● **Task statement**
Lines from the one containing "Each instance of the potted" through the end of the data are to be returned exactly, and no others.

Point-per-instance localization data
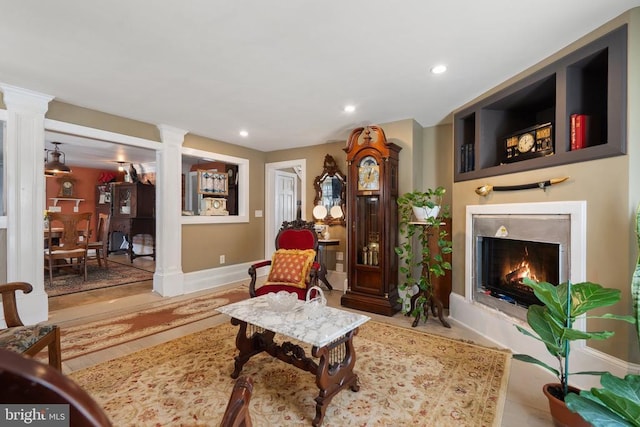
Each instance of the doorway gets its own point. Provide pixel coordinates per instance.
(279, 203)
(94, 161)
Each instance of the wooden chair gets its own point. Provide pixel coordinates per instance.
(28, 382)
(72, 244)
(296, 245)
(101, 246)
(29, 340)
(237, 412)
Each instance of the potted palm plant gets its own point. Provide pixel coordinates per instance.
(431, 260)
(617, 402)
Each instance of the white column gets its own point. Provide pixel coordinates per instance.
(168, 279)
(25, 192)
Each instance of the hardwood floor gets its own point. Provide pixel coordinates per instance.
(525, 405)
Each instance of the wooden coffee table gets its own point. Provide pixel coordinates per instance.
(330, 335)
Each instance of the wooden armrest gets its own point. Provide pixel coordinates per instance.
(8, 292)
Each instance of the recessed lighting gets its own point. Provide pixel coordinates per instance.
(439, 69)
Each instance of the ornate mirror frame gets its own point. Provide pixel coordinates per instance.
(331, 171)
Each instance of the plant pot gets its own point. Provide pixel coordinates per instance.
(562, 416)
(423, 212)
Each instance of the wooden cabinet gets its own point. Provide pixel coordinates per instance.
(133, 213)
(372, 222)
(591, 81)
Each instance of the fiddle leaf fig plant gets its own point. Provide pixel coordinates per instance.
(430, 259)
(617, 402)
(552, 322)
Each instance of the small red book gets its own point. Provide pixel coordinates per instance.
(579, 131)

● **Solution to this task**
Each instance of the potted palm plant gets its own point. Provide pixel coordinates per instance.
(431, 260)
(617, 402)
Each instance of the white column gets its own point. Provide pixel coordinates per instance.
(168, 279)
(25, 192)
Each instance of the hardwood floor gets its own point. Provide pixel coordinates per instance.
(525, 405)
Each instance of the wooden coffee table gets its own point. Provide pixel coordinates per instance.
(330, 335)
Each instance of the wooden armrest gets its own point. Provide pixel coordinates per instance.
(8, 292)
Each instance of the recessed lighting gets its own point. Provide pixel coordinates per instance.
(439, 69)
Each instance of the ornate mirror frame gets its own point. Provide pixel coordinates per instance.
(331, 171)
Each instance of the plant pot gets its own point. Provide pixel coordinates per instance.
(562, 416)
(423, 212)
Each instance of the wooden cabinet gets its own point. Provide pixel coordinates per instance.
(133, 213)
(372, 222)
(591, 81)
Each instance of the fiddle leaf fig plant gets its own point. Provide pixel coordinates per instance.
(430, 259)
(617, 402)
(552, 322)
Each instance of the small red book gets its own point. Provide pixel coordinates per instance.
(579, 131)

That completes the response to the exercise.